## WORK REQUIRED:
Reproduce, please, only the lines from the first line below to the line containing "Question. Indicate each instance of the blue cornflower", inclusive.
--- START ---
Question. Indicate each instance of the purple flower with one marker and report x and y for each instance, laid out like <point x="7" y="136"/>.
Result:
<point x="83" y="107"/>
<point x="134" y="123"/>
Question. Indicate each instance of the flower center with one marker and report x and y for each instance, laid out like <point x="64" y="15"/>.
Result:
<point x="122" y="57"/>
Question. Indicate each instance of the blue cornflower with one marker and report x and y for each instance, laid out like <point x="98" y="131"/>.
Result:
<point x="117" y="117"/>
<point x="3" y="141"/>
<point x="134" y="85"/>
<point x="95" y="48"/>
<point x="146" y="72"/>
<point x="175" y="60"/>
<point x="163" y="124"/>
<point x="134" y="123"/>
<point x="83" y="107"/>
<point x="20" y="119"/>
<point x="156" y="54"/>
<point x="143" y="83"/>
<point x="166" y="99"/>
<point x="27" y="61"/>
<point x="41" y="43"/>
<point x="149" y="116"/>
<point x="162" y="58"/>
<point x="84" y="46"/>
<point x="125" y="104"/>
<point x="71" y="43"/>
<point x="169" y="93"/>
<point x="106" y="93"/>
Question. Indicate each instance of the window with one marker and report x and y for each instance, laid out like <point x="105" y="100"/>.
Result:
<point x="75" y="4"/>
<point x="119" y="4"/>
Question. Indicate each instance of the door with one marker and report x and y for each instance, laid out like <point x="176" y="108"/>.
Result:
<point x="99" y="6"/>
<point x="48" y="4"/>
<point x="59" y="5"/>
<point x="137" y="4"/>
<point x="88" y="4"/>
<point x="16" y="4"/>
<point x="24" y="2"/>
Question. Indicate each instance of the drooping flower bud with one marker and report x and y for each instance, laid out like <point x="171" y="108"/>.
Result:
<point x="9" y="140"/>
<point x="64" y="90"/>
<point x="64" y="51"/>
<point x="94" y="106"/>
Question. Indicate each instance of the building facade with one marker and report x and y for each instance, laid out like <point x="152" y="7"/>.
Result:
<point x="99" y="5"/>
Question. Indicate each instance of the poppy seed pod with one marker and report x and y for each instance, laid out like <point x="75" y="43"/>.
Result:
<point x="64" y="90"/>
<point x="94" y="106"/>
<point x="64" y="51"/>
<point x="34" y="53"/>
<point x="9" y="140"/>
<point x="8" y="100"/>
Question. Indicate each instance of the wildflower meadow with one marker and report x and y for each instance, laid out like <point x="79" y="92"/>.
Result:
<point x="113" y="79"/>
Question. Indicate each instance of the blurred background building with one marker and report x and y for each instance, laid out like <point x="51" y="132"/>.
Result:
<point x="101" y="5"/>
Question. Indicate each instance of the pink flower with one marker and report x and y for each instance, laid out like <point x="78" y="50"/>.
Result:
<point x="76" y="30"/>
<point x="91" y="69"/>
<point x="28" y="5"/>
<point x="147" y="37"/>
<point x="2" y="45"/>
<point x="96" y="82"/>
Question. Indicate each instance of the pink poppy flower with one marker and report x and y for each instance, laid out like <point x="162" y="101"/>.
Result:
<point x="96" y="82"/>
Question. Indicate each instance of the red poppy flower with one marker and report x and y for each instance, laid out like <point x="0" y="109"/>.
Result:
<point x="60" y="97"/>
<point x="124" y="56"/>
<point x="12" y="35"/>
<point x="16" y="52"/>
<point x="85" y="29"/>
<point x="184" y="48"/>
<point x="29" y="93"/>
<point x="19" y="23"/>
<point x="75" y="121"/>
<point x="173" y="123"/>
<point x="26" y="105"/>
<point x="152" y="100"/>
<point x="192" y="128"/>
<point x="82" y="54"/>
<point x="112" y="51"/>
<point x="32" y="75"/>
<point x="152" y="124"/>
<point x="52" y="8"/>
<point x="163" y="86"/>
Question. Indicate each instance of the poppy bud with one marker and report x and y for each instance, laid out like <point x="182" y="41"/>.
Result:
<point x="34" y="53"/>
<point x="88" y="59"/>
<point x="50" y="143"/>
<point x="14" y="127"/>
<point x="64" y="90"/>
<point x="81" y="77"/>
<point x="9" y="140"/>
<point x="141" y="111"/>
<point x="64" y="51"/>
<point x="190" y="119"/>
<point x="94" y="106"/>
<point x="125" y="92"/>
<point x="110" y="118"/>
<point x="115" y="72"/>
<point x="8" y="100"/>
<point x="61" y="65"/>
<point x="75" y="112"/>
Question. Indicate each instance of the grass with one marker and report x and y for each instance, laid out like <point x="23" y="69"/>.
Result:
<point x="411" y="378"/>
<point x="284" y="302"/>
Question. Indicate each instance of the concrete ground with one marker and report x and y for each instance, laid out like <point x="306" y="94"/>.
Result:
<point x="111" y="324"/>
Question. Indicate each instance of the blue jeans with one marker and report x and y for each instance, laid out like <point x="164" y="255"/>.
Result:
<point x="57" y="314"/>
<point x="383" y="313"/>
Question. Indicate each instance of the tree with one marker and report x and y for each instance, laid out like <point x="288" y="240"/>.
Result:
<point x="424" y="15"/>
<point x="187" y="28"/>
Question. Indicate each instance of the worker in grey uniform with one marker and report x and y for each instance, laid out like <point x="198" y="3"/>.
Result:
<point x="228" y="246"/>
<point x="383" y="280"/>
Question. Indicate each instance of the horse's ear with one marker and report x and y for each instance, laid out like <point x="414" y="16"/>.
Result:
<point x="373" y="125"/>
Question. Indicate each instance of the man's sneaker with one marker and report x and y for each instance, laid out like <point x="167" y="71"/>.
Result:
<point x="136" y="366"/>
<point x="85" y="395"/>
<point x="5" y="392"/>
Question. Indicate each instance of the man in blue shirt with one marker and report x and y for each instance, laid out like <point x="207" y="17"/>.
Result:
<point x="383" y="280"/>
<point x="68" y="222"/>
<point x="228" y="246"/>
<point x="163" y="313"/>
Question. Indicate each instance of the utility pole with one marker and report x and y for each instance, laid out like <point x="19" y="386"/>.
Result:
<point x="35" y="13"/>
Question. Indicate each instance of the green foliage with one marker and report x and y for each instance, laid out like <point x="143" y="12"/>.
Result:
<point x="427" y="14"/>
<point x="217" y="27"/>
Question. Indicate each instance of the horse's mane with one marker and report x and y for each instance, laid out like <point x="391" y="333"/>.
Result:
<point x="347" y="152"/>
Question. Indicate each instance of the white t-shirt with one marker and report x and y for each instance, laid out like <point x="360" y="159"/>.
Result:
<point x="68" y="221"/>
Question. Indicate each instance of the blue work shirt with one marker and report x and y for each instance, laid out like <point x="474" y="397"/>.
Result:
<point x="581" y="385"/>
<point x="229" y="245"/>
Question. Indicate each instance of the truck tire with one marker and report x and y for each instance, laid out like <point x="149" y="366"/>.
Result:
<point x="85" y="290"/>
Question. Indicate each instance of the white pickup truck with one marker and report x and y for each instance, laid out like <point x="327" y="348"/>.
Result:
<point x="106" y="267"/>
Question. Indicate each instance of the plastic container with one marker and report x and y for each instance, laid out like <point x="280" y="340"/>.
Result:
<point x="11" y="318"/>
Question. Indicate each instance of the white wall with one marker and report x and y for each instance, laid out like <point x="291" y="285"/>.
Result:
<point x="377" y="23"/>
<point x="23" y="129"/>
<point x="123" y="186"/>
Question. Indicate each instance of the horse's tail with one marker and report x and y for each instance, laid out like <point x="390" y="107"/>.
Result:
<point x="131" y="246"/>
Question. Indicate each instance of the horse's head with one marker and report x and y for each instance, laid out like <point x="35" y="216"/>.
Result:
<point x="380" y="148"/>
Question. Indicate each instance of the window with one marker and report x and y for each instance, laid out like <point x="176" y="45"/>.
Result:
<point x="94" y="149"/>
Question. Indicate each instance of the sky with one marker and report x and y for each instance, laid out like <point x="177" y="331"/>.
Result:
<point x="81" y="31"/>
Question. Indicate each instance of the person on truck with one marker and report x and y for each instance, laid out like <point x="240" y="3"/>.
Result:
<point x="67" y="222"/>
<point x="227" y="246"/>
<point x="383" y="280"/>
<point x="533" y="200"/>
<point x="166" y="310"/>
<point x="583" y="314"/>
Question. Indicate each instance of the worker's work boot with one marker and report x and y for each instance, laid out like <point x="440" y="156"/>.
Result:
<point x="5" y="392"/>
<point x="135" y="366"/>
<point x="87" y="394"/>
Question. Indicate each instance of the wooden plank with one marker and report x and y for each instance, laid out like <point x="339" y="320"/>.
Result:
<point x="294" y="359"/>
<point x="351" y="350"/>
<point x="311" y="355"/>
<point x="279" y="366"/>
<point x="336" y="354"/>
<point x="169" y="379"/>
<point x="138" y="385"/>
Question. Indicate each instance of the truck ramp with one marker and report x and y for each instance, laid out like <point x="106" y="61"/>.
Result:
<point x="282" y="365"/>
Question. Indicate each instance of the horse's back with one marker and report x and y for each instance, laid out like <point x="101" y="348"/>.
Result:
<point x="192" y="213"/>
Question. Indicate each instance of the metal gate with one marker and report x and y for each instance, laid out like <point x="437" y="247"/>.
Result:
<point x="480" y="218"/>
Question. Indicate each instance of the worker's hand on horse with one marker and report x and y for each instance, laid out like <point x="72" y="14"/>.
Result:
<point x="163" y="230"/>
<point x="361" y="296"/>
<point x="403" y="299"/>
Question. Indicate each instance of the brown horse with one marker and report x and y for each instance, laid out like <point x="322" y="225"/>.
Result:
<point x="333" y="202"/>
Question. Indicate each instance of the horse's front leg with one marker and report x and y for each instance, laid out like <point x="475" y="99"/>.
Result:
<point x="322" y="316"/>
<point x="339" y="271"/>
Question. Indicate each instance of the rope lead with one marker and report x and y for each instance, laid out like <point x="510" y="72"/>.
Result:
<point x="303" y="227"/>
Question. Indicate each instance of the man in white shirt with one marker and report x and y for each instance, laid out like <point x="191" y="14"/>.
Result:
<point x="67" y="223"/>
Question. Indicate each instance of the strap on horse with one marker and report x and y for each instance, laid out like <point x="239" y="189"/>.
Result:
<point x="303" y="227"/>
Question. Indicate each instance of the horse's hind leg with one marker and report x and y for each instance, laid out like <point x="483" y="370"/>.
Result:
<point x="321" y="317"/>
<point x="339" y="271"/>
--- END ---
## RESPONSE TO THIS TASK:
Question. Indicate each instance of the purple flower with one marker and report x and y for each instance, laid out like <point x="7" y="136"/>.
Result:
<point x="83" y="107"/>
<point x="134" y="123"/>
Question. Indicate each instance of the flower center with one marker and report x and y for each instance, laid out like <point x="64" y="15"/>.
Result:
<point x="122" y="57"/>
Question. Indicate each instance of the blue cornflower with one marker and report x and y for each instance, laid out like <point x="98" y="131"/>.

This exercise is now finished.